Begin Information shown

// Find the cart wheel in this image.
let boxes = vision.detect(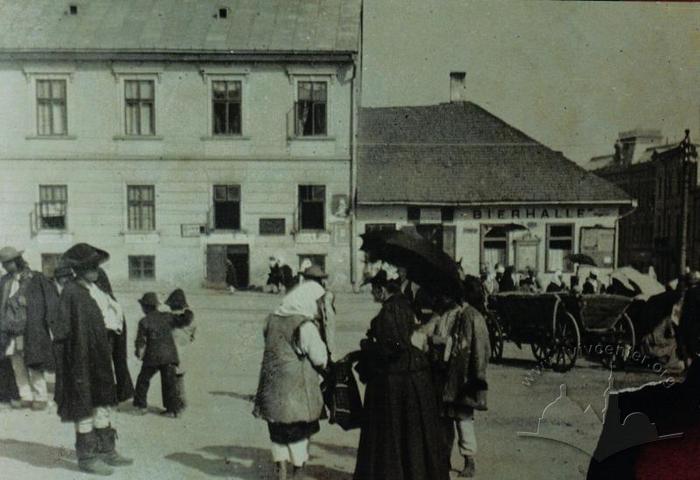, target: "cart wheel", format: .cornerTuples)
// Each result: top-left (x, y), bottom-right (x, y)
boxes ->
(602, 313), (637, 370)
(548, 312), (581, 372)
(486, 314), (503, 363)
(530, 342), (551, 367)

End Information shown
Begin Information shown

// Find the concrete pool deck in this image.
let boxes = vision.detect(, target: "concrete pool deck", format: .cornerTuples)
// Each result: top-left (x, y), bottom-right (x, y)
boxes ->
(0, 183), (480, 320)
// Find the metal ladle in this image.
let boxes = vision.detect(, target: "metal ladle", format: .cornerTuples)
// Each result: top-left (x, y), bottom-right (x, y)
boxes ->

End Information shown

Instructions to follow -
Reproduce the stretch of the listing from the line containing "deck in this image." through the line containing "(0, 183), (480, 320)", with both of those lines included.

Solution for this task -
// Find the concrete pool deck in this image.
let boxes = vision.detect(, target: "concrete pool deck", format: .cornerTuples)
// Each result: top-left (x, y), bottom-right (x, y)
boxes ->
(0, 183), (480, 320)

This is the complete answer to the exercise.